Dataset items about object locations
-*-*-

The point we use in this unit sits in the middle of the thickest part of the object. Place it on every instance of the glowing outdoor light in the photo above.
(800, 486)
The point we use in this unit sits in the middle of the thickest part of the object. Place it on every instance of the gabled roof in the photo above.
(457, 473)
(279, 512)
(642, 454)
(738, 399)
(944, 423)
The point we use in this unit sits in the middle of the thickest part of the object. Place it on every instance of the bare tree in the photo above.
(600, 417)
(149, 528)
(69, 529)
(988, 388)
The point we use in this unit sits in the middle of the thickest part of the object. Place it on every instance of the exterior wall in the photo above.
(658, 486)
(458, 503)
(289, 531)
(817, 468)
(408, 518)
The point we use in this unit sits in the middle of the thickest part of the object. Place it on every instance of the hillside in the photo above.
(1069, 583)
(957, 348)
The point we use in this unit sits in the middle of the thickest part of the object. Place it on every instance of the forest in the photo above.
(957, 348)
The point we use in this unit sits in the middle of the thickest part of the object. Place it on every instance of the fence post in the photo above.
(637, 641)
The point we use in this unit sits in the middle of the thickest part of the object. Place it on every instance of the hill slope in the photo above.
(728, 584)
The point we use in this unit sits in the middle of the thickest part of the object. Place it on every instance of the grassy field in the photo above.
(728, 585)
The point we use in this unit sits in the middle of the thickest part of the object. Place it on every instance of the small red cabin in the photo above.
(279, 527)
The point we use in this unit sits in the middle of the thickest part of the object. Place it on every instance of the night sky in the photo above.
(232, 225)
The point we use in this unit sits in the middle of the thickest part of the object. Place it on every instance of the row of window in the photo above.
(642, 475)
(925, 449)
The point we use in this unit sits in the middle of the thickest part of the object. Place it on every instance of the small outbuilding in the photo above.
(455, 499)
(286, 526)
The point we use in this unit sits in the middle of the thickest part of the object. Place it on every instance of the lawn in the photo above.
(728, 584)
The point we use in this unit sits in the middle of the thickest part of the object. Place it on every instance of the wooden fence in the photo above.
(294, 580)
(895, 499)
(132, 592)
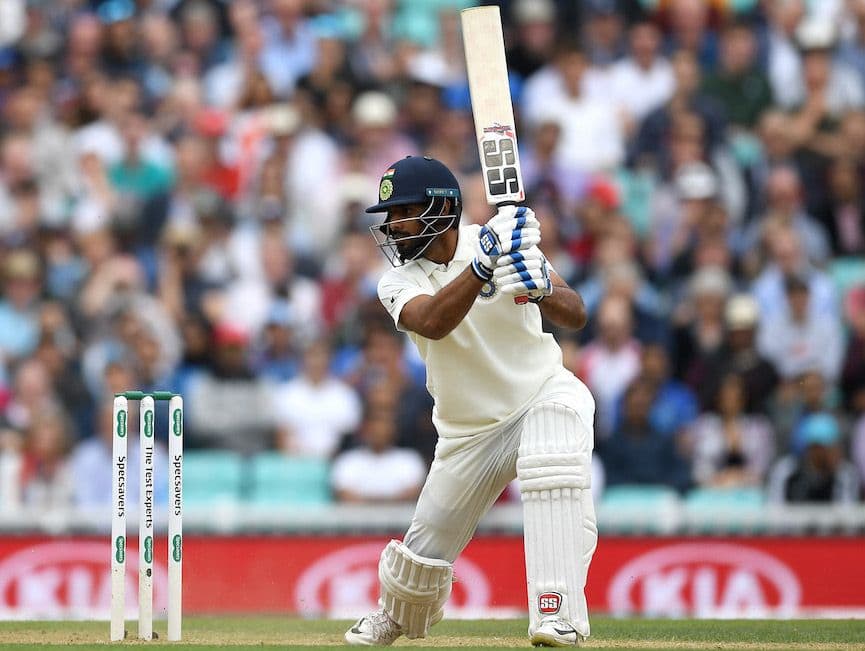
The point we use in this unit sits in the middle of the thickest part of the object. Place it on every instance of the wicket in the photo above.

-*-*-

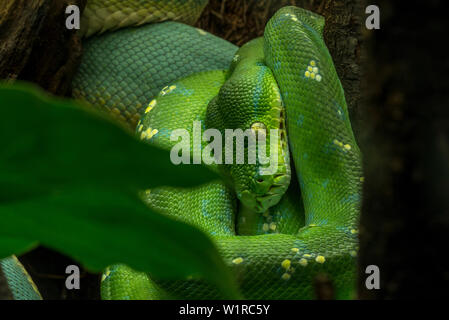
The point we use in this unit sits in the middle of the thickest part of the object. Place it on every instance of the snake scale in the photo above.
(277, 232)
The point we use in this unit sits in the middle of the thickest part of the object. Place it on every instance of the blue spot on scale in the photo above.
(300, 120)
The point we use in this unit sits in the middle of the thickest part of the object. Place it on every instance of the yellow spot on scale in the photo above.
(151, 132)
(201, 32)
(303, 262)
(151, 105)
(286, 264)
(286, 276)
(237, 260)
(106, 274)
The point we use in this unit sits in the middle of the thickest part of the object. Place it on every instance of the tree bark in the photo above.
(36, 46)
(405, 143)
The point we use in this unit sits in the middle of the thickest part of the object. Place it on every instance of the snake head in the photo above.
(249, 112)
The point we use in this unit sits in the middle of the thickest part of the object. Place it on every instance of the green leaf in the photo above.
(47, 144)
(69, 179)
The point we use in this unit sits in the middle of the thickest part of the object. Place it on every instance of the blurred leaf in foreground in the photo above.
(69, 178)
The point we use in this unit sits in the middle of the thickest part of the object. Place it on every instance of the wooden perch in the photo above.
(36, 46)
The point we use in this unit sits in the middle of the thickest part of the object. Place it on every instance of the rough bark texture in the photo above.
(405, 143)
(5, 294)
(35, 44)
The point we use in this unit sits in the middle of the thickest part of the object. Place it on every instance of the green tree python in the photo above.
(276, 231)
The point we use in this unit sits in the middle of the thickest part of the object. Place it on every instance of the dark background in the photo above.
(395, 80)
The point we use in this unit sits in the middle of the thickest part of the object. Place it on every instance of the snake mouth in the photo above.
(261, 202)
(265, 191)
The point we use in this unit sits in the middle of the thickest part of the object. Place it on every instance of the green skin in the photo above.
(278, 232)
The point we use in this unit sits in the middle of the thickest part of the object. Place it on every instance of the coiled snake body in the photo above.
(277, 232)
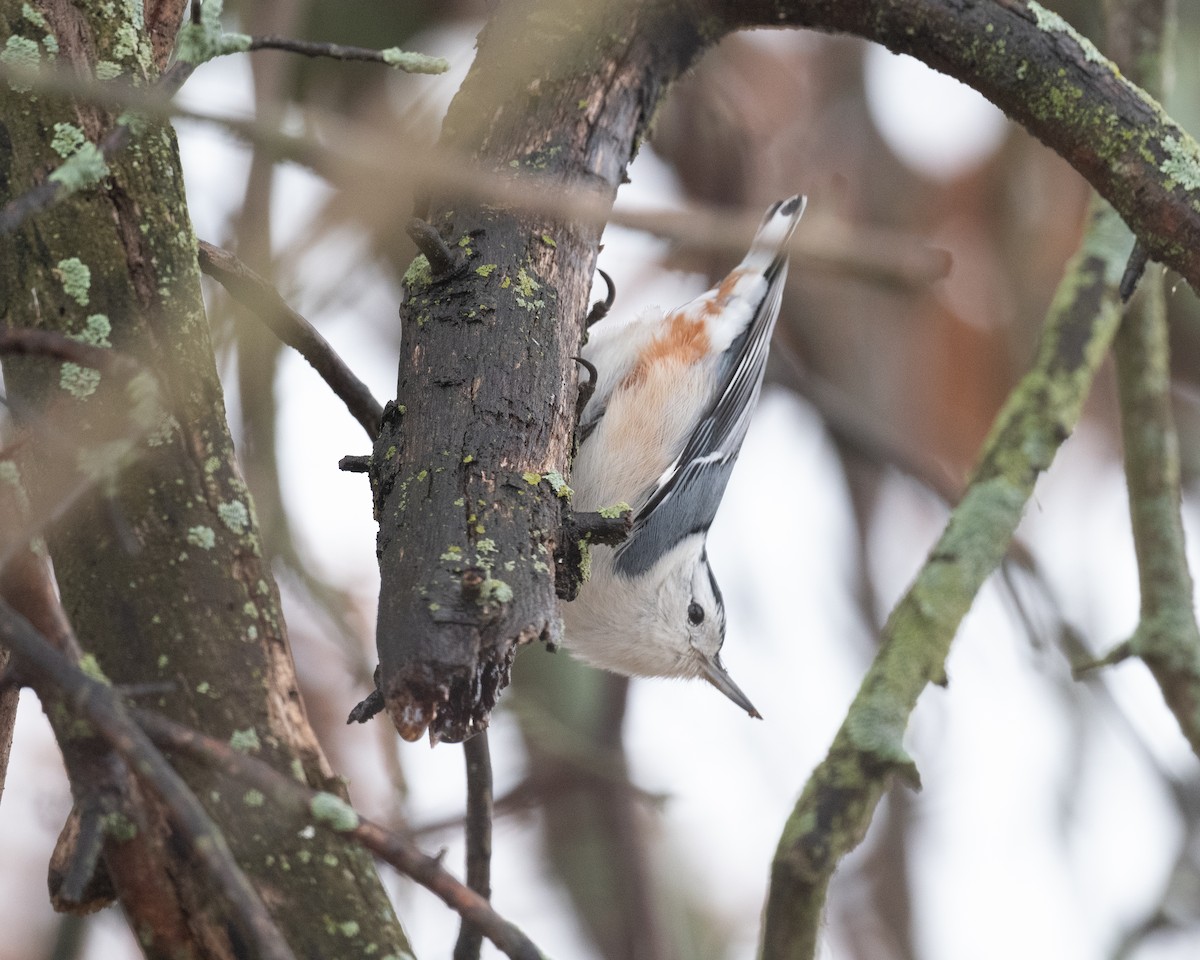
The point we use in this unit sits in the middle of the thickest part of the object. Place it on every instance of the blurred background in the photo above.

-*-*-

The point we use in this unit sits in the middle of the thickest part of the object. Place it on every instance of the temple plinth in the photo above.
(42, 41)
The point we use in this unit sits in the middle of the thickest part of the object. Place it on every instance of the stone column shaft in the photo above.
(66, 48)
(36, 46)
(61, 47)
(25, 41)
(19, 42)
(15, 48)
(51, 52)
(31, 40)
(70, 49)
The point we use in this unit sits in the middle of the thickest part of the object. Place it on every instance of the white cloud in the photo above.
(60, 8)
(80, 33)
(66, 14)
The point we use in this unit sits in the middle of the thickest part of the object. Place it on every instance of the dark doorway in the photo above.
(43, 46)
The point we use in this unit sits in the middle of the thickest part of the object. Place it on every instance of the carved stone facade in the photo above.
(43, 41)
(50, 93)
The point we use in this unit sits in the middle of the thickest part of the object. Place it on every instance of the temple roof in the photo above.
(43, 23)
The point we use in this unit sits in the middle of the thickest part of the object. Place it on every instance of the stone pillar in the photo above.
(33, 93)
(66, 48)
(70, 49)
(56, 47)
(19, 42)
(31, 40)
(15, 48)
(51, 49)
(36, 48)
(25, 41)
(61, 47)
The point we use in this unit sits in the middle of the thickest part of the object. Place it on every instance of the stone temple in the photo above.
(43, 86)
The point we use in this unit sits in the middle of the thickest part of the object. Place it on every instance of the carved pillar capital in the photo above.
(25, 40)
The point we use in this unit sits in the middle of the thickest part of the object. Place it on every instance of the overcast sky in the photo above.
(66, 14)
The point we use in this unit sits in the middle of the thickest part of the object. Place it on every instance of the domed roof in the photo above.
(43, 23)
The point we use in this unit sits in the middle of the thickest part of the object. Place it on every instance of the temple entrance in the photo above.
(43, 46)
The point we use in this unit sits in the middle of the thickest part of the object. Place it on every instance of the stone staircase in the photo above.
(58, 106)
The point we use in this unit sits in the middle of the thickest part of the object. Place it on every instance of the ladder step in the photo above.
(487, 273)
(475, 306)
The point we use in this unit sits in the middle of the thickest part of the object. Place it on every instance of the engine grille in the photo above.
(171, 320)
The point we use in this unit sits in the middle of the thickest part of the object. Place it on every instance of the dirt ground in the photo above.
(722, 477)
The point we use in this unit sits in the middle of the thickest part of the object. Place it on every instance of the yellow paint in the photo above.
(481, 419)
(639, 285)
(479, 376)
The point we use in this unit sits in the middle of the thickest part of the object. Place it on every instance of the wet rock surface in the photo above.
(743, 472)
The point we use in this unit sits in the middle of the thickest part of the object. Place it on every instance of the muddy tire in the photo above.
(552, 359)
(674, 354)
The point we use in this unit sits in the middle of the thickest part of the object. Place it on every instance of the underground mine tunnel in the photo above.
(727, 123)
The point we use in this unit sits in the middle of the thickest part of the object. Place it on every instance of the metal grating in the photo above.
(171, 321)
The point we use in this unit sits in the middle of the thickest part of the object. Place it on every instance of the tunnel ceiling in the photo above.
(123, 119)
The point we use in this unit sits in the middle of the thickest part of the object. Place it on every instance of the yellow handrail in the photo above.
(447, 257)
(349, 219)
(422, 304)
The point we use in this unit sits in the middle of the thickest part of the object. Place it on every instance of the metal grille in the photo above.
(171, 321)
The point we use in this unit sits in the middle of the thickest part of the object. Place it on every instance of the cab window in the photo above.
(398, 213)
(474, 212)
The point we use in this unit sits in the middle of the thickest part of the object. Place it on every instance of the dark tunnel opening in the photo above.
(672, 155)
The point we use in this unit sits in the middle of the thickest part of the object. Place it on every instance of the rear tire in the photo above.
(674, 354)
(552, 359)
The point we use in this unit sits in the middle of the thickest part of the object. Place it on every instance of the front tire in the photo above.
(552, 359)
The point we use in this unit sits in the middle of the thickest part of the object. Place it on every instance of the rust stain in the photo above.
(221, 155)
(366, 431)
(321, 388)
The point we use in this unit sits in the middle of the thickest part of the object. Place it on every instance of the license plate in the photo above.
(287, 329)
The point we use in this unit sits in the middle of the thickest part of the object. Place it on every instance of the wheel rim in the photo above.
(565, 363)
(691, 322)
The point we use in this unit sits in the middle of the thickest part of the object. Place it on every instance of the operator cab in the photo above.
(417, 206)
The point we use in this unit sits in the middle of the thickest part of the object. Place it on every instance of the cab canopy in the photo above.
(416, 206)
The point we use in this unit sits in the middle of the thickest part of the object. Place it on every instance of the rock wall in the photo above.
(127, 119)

-*-*-

§ WHAT IS REQUIRED
Output the lines of the items as a JSON list of strings, one string per line and no blank lines. Begin at the line that contains "body in the photo above.", stop after the line that contains "blurred background in the photo above.", include both of those lines, and leave the pictures out.

§ ANSWER TO THE PROBLEM
[
  "The point we use in this unit sits in the middle of the thickest part of the object. Place it on every instance of the coiled snake body in the photo above.",
  "(277, 232)",
  "The point we use in this unit sits in the middle of the thickest part of the object. Place it on every instance of the blurred background in the photo above."
]